_What to do_
1. Decide whether each statement agrees with the DomFun step 3 text, answering yes or no and quoting the words of the text that settle it. (a) Association values from the Hypergeometric index must be standardized before DomFun is trained. (b) The -i option of domains_to_function_predictor.rb takes either "fisher" or "stouffer". (c) The -u option is set when a single protein is given for prediction.
2. Reproduce the part of the DomFun step 3 text starting with "DomFun predictions output" and going on through "for the prediction.", without changing any wording.

_Source passage_
*** Block opens ***
STEP 3. Training DomFun with domain-FunSys associations and predicting proteins function

DomFun must be trained with associations between protein domains and FunSys to perform predictions. Depending on the association index set up in NetAnalyzer, these values are standardized or not before training DomFun. For example, in the case of using the Hypergeometric index, it is not necessary to perform this standardization. However, for the rest of methods is mandatory. For this, use standardize_scores.R.

Note: please OMIT this step if hypergeometric index was used to calculate association values (they are directly transformed into P-values.

standardize_scores.R -d assocVals -e threshold -o assocValsStd -s col > outZscore

Where

  • -d assocVals = Domain-FunSys association values file to standardize.
  • -e threshold = Association value to use as a threshold.
  • -o assocValsStd = Association values standardized output file.
  • -s col > outZscore = Z-score to use as a filter (if necessary).

DomFun will be trained with associations (standardized or not) to perform functional annotations predictions from a list of proteins (UniProt identifiers).

domains_to_function_predictor.rb -a assocVals -u -f cathDomainsFile -p proteinIDsList -c domainTypeID -T assocValThresh -i combMeth -t combScorThresh -o predictionResults

Where:

  • -a assocVals = File with associations to train DomFun.
  • -u multipleProts = Set if multiple proteins are given to predict.
  • -f cathDomainsFile = Domains file.
  • -p proteinIDsList = List of protein identifiers.
  • -c domainTypeID = Domain type identifier. For example, if FunFams from CATH used, 'ff' identifier must be provided.
  • -T assocValThresh = Threshold to filter association values.
  • -i combMeth = Method to combine association values. Please select between "fisher" and "stouffer".
  • -t combScorThresh = Threshold to filter scores once combined.
  • -o predictionResults = Output file with prediction results.

DomFun predictions output file (predictionResults) will contain a table with proteins predicted, their domains found, with which FunSys these domains where associated and the combined score calculated for the prediction.

The rest of scripts included in bin/ folder were used to perform data transformation, validate results and plot graphs. They are described as follows:

  • association_metrics_average.rb: Calculate average between different association files for results validation.
  • generate_CAFA2_dataset.rb: Parse data from CAFA 2 validation system.
  • generate_CAFA2_tripartite_network.rb: Generate tripartite networks from CAFA 2 dataset.
*** Block closes ***
_Data under study_
*** Block opens ***
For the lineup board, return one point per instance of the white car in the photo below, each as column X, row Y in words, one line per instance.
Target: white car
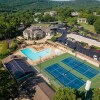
column 95, row 57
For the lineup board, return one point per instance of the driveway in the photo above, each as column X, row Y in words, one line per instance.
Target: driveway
column 84, row 39
column 77, row 46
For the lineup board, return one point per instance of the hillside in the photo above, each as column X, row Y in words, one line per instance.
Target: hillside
column 47, row 4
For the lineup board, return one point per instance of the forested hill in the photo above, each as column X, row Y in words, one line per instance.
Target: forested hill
column 47, row 4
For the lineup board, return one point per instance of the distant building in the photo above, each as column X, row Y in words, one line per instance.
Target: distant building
column 53, row 13
column 81, row 20
column 33, row 32
column 38, row 32
column 74, row 13
column 44, row 92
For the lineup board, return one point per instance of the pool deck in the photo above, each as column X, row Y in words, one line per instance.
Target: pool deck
column 38, row 48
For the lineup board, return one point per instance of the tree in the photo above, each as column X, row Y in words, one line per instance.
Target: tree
column 69, row 94
column 97, row 26
column 53, row 39
column 91, row 19
column 71, row 21
column 74, row 29
column 96, row 94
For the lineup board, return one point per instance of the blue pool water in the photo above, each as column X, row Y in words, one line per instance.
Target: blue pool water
column 32, row 55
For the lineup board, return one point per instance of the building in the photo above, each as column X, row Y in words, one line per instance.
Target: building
column 53, row 13
column 44, row 91
column 34, row 32
column 81, row 20
column 74, row 13
column 38, row 32
column 46, row 13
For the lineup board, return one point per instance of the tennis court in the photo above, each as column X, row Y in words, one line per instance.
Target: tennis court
column 80, row 67
column 64, row 76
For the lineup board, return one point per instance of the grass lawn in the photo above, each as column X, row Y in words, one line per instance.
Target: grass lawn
column 88, row 27
column 95, row 80
column 3, row 47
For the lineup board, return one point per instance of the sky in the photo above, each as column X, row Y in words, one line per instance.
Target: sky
column 62, row 0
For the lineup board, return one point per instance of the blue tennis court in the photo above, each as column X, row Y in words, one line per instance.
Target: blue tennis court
column 65, row 77
column 80, row 67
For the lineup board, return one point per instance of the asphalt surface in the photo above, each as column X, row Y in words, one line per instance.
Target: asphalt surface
column 76, row 45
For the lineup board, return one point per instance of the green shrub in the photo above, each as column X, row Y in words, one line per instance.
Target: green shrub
column 53, row 39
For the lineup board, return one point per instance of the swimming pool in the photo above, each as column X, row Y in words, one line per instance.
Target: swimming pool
column 32, row 55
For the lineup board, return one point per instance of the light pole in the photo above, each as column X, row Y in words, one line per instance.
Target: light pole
column 40, row 64
column 87, row 87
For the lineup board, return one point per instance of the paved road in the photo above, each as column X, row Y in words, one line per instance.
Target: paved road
column 77, row 46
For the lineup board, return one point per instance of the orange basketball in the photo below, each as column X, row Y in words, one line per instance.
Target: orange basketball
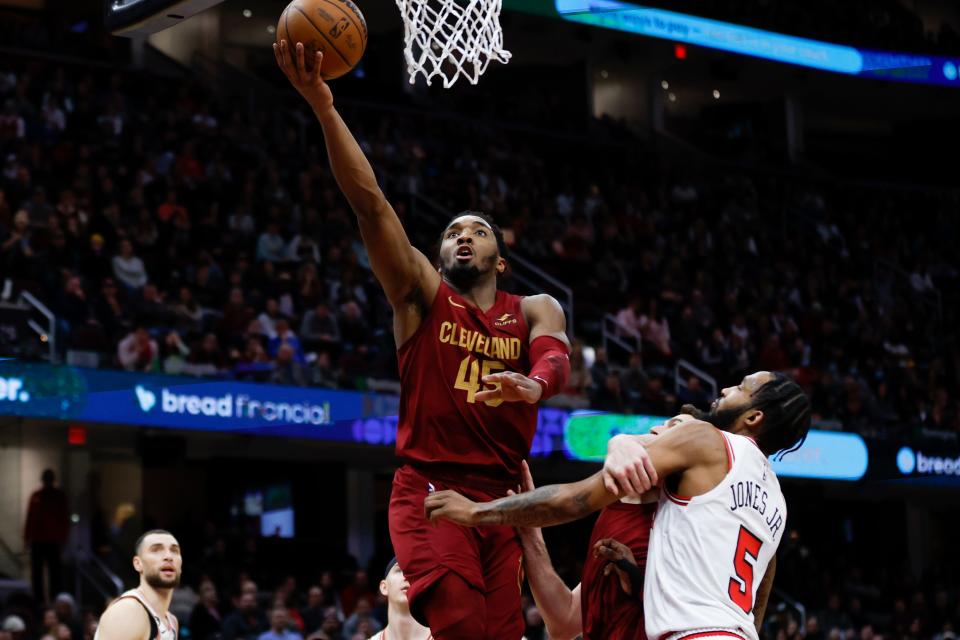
column 334, row 27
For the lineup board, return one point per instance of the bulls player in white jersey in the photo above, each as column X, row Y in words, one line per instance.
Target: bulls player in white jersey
column 144, row 613
column 721, row 516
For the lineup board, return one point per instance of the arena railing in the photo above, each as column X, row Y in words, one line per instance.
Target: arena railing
column 90, row 570
column 522, row 270
column 686, row 367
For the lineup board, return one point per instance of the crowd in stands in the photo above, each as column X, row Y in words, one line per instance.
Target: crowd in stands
column 172, row 232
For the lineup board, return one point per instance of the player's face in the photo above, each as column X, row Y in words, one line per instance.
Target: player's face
column 159, row 561
column 671, row 423
column 732, row 403
column 395, row 586
column 468, row 249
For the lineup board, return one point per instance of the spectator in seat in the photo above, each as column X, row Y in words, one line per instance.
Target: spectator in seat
column 138, row 351
column 361, row 617
column 110, row 309
column 270, row 245
column 247, row 622
column 320, row 329
column 353, row 326
column 94, row 263
column 17, row 254
column 313, row 613
column 655, row 329
column 286, row 368
column 128, row 268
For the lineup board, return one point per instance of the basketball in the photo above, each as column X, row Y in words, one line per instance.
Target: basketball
column 334, row 27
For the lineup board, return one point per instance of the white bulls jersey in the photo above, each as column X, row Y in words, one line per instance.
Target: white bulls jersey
column 709, row 553
column 161, row 628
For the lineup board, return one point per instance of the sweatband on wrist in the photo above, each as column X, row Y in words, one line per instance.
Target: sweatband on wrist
column 551, row 365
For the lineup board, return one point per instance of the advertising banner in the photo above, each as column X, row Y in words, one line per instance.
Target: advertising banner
column 39, row 390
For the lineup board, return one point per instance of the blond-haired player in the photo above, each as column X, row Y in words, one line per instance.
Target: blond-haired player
column 400, row 624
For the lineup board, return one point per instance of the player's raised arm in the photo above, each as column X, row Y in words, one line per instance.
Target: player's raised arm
column 763, row 594
column 691, row 444
column 559, row 605
column 543, row 507
column 402, row 270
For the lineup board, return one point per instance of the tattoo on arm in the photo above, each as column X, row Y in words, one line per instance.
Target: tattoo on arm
column 542, row 507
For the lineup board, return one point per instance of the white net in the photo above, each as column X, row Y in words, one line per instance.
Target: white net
column 451, row 38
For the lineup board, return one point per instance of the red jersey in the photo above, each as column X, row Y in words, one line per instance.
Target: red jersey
column 607, row 612
column 441, row 368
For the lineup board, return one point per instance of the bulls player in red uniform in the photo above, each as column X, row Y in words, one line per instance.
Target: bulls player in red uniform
column 474, row 362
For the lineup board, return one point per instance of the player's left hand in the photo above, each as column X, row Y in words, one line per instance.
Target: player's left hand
column 449, row 505
column 619, row 556
column 627, row 469
column 510, row 386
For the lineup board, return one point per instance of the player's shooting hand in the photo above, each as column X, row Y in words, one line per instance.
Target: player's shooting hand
column 627, row 469
column 449, row 505
column 309, row 83
column 620, row 560
column 510, row 386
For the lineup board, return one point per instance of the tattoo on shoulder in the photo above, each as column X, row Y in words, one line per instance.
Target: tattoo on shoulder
column 417, row 300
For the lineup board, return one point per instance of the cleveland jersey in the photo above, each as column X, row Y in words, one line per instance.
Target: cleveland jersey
column 709, row 553
column 441, row 370
column 606, row 611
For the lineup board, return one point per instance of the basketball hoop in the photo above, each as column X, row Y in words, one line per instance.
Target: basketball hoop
column 451, row 38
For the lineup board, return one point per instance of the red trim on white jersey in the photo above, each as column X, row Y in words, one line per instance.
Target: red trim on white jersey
*** Block closes ***
_Solutions to the tasks_
1.
(a) No: "in the case of using the Hypergeometric index, it is not necessary to perform this standardization"
(b) Yes: "Please select between "fisher" and "stouffer"."
(c) No: "Set if multiple proteins are given to predict."

2.
DomFun predictions output file (predictionResults) will contain a table with proteins predicted, their domains found, with which FunSys these domains where associated and the combined score calculated for the prediction.